▶ Work to complete
Show every line below that contains the word "chair".

(Stored dataset items)
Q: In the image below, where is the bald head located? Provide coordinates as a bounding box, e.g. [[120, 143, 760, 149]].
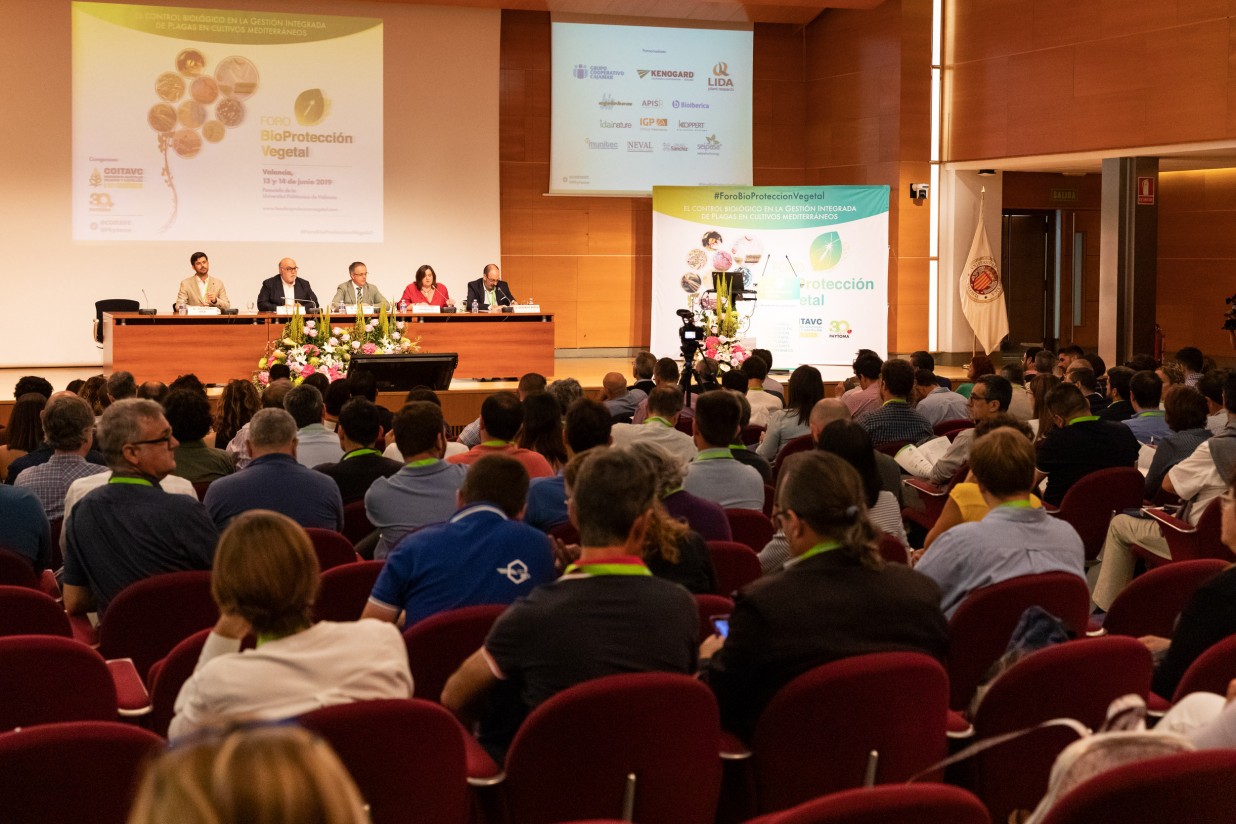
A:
[[807, 398, 850, 441]]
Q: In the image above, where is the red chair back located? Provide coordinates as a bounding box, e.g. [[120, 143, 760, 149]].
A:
[[751, 652, 948, 812], [1172, 635, 1236, 703], [0, 587, 73, 637], [747, 784, 991, 824], [726, 509, 775, 552], [1042, 750, 1236, 824], [1052, 467, 1146, 561], [99, 570, 219, 681], [313, 561, 384, 621], [305, 526, 361, 572], [1103, 558, 1231, 637], [0, 721, 163, 824], [695, 593, 734, 644], [0, 635, 117, 731], [948, 572, 1090, 710], [300, 698, 468, 824], [344, 499, 377, 546], [507, 672, 721, 824], [708, 541, 763, 595], [403, 604, 507, 702], [0, 546, 38, 589], [971, 636, 1153, 822]]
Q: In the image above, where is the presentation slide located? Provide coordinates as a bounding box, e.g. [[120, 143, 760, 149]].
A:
[[73, 2, 383, 242], [550, 20, 753, 196]]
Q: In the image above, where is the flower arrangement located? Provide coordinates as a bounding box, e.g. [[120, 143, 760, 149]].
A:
[[253, 305, 420, 389], [691, 274, 750, 372]]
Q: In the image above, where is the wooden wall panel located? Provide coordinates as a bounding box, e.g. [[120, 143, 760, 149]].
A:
[[944, 0, 1236, 161]]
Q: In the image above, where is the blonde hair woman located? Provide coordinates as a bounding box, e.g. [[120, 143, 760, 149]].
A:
[[129, 726, 370, 824], [168, 509, 412, 739]]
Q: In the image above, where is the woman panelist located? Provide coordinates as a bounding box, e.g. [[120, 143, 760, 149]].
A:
[[399, 263, 455, 306]]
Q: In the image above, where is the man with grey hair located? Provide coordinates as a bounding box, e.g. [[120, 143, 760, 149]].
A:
[[64, 398, 219, 615], [205, 405, 344, 531], [283, 383, 344, 469], [14, 392, 108, 520]]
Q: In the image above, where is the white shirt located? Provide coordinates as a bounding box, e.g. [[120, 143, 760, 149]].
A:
[[168, 618, 412, 739]]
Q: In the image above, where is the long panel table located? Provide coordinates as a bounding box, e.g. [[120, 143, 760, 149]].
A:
[[103, 313, 554, 384]]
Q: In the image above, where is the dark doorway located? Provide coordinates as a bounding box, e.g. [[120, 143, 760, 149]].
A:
[[1000, 210, 1056, 350]]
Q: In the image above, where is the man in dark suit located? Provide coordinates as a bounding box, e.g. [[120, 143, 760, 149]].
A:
[[464, 263, 515, 311], [257, 257, 318, 311]]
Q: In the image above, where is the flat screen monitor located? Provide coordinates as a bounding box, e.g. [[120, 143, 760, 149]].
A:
[[347, 352, 460, 392]]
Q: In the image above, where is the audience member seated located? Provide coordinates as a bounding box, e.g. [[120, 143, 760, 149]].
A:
[[1141, 476, 1236, 701], [1038, 383, 1140, 507], [928, 374, 1012, 487], [842, 350, 884, 420], [1091, 372, 1236, 610], [64, 398, 219, 615], [168, 511, 412, 739], [163, 389, 235, 483], [447, 392, 554, 478], [915, 429, 1085, 618], [612, 387, 700, 466], [456, 372, 546, 450], [129, 725, 370, 824], [283, 383, 344, 469], [204, 410, 344, 531], [316, 398, 403, 504], [700, 450, 948, 736], [11, 392, 108, 518], [1099, 366, 1133, 421], [441, 450, 698, 757], [0, 392, 52, 484], [365, 400, 467, 560], [361, 455, 557, 626], [923, 420, 1043, 549], [755, 363, 824, 461], [743, 355, 785, 426], [682, 389, 764, 509], [760, 420, 910, 572], [1121, 371, 1172, 446], [524, 390, 615, 532], [858, 358, 934, 448], [227, 378, 292, 471], [915, 369, 970, 426], [1145, 384, 1210, 500]]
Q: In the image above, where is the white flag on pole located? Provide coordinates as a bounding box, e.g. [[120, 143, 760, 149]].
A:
[[960, 208, 1009, 355]]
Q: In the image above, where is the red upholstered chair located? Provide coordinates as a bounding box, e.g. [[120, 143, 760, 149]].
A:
[[970, 635, 1153, 822], [0, 635, 117, 731], [695, 594, 734, 644], [0, 546, 38, 589], [506, 672, 721, 824], [300, 698, 468, 824], [0, 587, 73, 637], [747, 784, 991, 824], [1042, 750, 1236, 824], [1172, 635, 1236, 703], [1048, 467, 1146, 561], [344, 499, 377, 546], [1133, 498, 1236, 567], [313, 561, 384, 621], [403, 604, 507, 702], [751, 652, 948, 812], [0, 721, 163, 824], [726, 509, 775, 552], [305, 526, 361, 572], [1103, 558, 1230, 637], [708, 538, 763, 595], [948, 572, 1090, 710], [99, 571, 219, 681]]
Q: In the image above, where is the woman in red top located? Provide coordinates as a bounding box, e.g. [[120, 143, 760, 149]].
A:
[[400, 263, 455, 306]]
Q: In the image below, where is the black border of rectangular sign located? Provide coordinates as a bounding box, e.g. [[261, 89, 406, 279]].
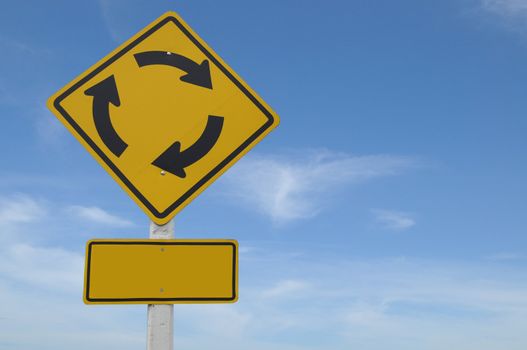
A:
[[85, 240, 237, 304], [53, 16, 274, 219]]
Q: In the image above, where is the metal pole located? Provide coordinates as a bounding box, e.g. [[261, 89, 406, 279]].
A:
[[146, 220, 174, 350]]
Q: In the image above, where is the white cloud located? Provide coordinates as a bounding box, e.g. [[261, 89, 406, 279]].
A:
[[0, 194, 46, 225], [68, 205, 134, 227], [221, 151, 417, 223], [262, 280, 309, 298], [487, 252, 525, 261], [372, 209, 415, 231], [482, 0, 527, 16], [481, 0, 527, 34], [0, 243, 84, 292]]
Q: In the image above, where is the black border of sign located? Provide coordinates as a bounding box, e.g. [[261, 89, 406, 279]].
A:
[[53, 16, 274, 219], [85, 240, 237, 303]]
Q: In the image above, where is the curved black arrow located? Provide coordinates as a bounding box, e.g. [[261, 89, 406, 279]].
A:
[[84, 75, 128, 157], [152, 115, 223, 178], [134, 51, 212, 89]]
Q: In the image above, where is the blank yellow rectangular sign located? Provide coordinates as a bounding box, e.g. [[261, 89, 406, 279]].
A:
[[84, 239, 238, 304]]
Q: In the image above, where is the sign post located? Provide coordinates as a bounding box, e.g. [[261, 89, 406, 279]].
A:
[[48, 12, 280, 350], [146, 220, 174, 350]]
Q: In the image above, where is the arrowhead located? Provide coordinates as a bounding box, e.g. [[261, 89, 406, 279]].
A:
[[152, 141, 187, 178], [84, 75, 121, 107], [180, 60, 212, 89]]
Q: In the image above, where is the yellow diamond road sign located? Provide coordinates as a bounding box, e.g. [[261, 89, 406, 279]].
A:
[[48, 12, 279, 225]]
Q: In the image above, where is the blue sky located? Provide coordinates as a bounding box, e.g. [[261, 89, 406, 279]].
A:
[[0, 0, 527, 350]]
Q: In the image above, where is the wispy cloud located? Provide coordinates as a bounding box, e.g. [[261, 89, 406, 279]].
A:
[[67, 205, 134, 227], [481, 0, 527, 33], [221, 150, 418, 223], [372, 209, 415, 231], [487, 252, 525, 261], [262, 279, 309, 298], [482, 0, 527, 16]]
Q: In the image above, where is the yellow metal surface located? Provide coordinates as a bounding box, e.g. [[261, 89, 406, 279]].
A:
[[84, 239, 238, 304], [48, 12, 279, 225]]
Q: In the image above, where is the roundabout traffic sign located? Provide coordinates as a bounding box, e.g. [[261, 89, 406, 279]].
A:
[[48, 12, 279, 225]]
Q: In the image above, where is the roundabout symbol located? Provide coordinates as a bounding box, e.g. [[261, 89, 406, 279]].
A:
[[84, 51, 224, 178], [48, 12, 279, 225]]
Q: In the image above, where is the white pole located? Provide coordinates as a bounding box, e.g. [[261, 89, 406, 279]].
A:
[[146, 220, 174, 350]]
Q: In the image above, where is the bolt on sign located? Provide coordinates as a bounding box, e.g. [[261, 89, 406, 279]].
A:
[[48, 12, 279, 225]]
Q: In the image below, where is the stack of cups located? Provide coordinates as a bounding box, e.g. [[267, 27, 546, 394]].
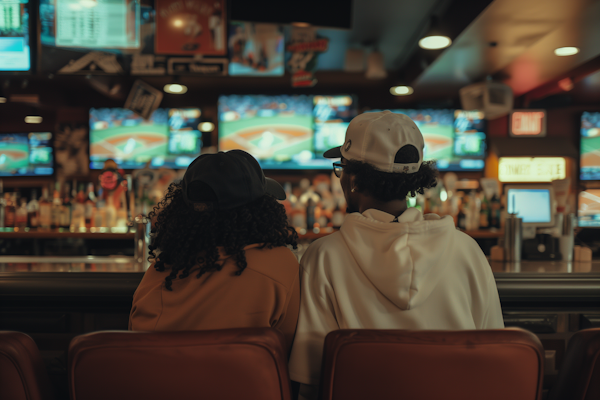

▶ Task answer
Q: In the image above, where is the red chair back located? Provide coordinates as a bounding box, e.g. [[120, 143, 760, 149]].
Q: In the image above, where is the red upholstered chair located? Provide coordinates as a bounding box, e.g. [[120, 143, 760, 149]].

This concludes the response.